-- Source material start --

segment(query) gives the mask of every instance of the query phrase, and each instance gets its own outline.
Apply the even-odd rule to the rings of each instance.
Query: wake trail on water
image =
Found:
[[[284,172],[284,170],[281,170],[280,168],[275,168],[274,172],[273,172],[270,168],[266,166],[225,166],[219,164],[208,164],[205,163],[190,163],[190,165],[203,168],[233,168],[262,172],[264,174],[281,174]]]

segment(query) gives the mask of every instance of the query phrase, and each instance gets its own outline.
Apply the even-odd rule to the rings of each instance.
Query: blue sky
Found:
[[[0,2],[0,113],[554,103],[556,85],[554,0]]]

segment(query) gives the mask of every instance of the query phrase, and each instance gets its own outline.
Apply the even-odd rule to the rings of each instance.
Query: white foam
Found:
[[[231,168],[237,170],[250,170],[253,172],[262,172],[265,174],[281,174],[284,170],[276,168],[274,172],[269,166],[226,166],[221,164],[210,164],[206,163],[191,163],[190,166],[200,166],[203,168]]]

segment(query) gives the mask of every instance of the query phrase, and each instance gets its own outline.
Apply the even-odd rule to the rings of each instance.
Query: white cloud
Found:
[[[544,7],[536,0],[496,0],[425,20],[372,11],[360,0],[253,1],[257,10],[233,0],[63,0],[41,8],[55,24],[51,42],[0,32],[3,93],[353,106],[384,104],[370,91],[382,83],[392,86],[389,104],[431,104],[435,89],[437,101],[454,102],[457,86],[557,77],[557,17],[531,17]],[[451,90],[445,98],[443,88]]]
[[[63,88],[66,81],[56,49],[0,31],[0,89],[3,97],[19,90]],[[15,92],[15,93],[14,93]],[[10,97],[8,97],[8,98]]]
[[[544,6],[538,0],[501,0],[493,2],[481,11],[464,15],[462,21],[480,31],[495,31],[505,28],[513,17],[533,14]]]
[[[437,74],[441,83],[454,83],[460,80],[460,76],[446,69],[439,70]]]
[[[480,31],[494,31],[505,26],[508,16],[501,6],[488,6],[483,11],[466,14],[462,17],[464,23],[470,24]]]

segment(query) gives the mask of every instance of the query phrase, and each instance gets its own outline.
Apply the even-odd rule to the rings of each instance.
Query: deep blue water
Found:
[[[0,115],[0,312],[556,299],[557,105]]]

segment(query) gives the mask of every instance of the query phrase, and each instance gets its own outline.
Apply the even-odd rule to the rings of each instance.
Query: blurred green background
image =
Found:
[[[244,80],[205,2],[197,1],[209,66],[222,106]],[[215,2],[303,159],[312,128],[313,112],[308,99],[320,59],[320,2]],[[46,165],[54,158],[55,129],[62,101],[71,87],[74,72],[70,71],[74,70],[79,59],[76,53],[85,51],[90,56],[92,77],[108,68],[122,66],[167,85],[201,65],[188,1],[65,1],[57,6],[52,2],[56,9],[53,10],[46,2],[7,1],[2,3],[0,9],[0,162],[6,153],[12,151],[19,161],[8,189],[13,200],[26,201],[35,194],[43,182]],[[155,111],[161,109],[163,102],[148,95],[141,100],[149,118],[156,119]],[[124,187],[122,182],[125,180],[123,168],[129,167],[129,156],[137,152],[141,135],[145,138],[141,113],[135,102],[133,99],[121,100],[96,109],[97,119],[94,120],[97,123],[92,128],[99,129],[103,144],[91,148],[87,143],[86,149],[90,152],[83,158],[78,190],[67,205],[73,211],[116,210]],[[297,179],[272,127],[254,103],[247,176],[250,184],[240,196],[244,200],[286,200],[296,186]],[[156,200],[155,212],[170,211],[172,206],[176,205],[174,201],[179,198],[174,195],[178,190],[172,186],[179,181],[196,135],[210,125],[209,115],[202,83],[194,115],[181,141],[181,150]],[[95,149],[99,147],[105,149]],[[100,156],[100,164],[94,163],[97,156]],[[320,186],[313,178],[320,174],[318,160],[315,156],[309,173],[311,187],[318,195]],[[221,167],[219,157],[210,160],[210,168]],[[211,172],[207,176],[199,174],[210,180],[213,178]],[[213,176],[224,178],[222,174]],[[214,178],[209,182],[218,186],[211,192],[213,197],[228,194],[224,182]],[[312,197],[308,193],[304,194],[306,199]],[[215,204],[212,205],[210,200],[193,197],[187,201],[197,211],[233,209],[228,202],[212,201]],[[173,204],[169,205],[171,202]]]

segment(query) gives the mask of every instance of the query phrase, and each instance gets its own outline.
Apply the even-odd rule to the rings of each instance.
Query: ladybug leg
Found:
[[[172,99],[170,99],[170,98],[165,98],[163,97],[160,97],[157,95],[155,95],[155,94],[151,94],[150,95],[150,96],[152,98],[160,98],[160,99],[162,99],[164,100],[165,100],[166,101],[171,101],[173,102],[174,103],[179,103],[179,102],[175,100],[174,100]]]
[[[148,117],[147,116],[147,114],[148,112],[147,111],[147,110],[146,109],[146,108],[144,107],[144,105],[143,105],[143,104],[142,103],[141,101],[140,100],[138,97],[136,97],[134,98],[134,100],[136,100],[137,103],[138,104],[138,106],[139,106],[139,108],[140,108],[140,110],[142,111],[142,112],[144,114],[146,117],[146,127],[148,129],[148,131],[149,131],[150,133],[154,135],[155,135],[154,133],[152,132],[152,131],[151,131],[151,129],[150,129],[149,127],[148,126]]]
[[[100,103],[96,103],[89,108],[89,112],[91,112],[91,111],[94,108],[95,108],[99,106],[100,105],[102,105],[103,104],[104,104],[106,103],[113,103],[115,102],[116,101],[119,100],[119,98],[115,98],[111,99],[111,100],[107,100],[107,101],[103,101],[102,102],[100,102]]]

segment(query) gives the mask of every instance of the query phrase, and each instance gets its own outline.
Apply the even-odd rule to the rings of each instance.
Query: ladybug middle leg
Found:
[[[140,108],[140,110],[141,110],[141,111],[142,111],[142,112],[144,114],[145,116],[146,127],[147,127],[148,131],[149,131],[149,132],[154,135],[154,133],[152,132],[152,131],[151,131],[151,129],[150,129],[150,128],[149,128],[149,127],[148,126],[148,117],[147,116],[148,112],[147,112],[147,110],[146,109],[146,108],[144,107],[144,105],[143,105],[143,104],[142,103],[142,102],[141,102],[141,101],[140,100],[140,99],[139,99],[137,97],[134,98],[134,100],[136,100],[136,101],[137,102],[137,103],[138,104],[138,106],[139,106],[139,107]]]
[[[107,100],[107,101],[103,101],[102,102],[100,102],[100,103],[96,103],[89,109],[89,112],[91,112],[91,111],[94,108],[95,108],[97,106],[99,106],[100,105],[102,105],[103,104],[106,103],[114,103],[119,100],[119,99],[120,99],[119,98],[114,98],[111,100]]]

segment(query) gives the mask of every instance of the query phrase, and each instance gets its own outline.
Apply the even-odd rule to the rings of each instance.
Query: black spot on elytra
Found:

-- Source material end --

• [Exercise instructions] Pull out every line above that contains the string "blue", treating uppercase and lowercase as different.

• [Finished exercise]
Query: blue sky
Query: deep blue water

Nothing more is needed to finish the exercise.